● Try it
The answer must restate every record word for word.

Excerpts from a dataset

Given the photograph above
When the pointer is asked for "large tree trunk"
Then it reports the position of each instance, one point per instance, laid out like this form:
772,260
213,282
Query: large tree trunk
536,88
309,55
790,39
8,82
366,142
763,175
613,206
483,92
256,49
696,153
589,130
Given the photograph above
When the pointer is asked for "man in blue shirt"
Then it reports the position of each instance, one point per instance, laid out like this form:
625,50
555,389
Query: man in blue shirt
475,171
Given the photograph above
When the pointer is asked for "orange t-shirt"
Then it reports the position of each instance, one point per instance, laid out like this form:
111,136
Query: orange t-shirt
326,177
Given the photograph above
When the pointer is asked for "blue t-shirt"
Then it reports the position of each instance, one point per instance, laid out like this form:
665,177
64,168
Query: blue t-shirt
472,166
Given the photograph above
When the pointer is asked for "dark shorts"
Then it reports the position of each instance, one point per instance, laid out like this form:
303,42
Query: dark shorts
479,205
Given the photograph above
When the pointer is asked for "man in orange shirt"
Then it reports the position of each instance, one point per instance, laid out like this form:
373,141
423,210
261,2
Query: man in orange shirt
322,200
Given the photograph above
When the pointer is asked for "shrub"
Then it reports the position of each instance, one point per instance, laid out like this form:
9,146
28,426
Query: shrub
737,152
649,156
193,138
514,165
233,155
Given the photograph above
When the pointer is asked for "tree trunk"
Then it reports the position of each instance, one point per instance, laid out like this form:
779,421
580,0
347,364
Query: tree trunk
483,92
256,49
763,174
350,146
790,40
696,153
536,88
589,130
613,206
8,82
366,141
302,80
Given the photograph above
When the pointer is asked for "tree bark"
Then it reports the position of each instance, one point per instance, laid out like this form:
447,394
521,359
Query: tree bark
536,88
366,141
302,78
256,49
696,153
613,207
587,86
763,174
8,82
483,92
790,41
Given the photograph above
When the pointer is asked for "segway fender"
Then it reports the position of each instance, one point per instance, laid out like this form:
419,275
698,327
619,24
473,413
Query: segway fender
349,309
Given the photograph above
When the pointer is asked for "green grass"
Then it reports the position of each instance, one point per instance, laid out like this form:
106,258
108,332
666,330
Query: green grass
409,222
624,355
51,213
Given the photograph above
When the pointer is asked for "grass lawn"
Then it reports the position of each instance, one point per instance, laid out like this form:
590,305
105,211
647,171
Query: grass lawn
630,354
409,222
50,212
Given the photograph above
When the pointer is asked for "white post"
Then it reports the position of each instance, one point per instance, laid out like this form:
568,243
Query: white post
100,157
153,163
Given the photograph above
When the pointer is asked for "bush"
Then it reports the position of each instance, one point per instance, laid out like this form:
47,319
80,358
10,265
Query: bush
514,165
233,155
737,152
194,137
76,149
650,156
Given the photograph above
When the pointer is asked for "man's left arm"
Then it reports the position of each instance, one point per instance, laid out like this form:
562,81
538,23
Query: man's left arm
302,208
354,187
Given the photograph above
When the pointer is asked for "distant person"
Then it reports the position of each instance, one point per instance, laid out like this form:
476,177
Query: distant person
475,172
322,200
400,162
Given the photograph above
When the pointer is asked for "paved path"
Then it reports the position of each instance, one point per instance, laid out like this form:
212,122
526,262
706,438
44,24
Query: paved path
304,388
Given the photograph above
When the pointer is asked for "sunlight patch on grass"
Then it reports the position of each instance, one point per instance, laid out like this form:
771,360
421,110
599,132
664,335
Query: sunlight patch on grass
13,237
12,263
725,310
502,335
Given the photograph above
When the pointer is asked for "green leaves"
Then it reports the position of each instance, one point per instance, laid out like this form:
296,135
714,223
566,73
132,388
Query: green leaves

● Written answer
Given the photograph above
When the pointer is asked for "large tree trunk"
Then it reports the position of each instance, one point per instance, laid out like this form:
772,260
213,282
Query: large tree trunk
536,88
309,55
790,39
8,82
366,142
763,175
613,206
483,92
256,49
696,153
589,130
Given the photograph above
When the pointer is asked for "man in blue shirt"
Then it reports the position of each instance, one point per instance, laid out like this form:
625,50
555,389
Query: man in blue shirt
475,171
Given the photograph above
When the pointer is asked for "orange t-shirt"
Then it reports the position of each instance, one point per instance, laid out like this form:
111,136
Query: orange t-shirt
326,177
Given the photograph above
When the pointer is asked for "blue t-shirt"
Then it reports the position of each instance, one point per instance, laid out like this form:
665,177
64,168
Query: blue t-shirt
472,166
Given the photograph above
When the pointer is asked for "dark shorts"
Then it reports the position of each instance, one point per instance, laid out like this form:
303,42
Query: dark shorts
479,205
Given the photograph above
When the pointer is asked for "man in orange shirt"
Then it reports the position of each instance, one point per instance, laid out like this form:
373,141
423,210
261,2
Query: man in orange shirt
322,200
Given the photograph above
When the pointer is asked for "shrub"
Then it reports the position of each instance, one point per instance, laid out like this form:
9,146
28,426
Query: shrub
737,152
649,156
193,138
514,165
233,155
Given the photograph above
When the pointer is asked for "tree trunk"
Then it reports the position of each instance, one point per instance, laid out like this form:
779,421
580,0
347,364
Query: tree trunk
483,92
256,49
763,174
350,146
790,40
696,153
536,88
589,130
613,206
8,82
366,141
302,80
Given the photograph above
When the pointer is asked for "tree bark"
Then it reports the position of each instance, one point per instance, laid out like this form:
447,394
521,359
Query: tree bark
536,88
366,141
302,78
256,49
696,153
613,207
587,86
763,174
8,82
483,92
790,41
Given the photograph above
When the pointer is asked for "segway fender"
Then it reports the position of each instance, one point per instance, laid out like this form:
419,275
698,327
619,24
473,413
Query: segway fender
349,309
Given the photograph above
When the pointer is asked for "green grass"
Then it reports the position of each instance, one point per instance, laid out like this form:
106,258
108,332
666,330
Query: green grass
409,222
624,355
51,213
Given the photograph above
When the pointer is asked for "grass lawn"
Then it reports the position of each instance, one point per instance, laid out like this form:
590,305
105,211
647,171
Query: grass lawn
630,354
409,222
50,212
Given the photograph above
When the pointer is asked for "white post"
Then it reports the position of each instance, one point per instance, laid out like this form:
568,243
Query: white post
100,157
153,163
Given the photograph above
When the pointer is asked for "bush"
Then it reports the position of each instance, one point per instance, laid out like this form:
47,319
80,358
10,265
Query: bush
514,165
233,155
737,152
194,137
76,149
650,156
Given the photograph above
When the pointer is asked for "man's left arm"
Then it reports the position of each instance, one point per instance, laid out like this form:
562,81
538,23
Query: man's left arm
302,208
354,187
Given the photograph above
When the pointer is asked for "distant person"
Then it reports the position of each instance, one point per instance, laid out like this form:
476,177
Query: distant person
475,172
322,200
400,162
Given the photograph above
When the pointer is asked for "paved path"
Then it reports the position of each instance, one point per instance, laid out like this form:
212,122
526,262
706,438
44,24
Query: paved path
304,388
Given the photograph above
When the pointer is asked for "sunlight patch on grass"
Then it reports the position of each instance, one point per instance, laid out like this form:
771,360
421,110
599,132
664,335
Query: sunlight patch on grass
13,237
12,263
725,310
502,335
Given the photograph above
When the pointer is asked for "green leaves"
Then it reports the position of each instance, one point per instance, laid out like this form:
296,135
714,223
566,73
132,388
Query: green leaves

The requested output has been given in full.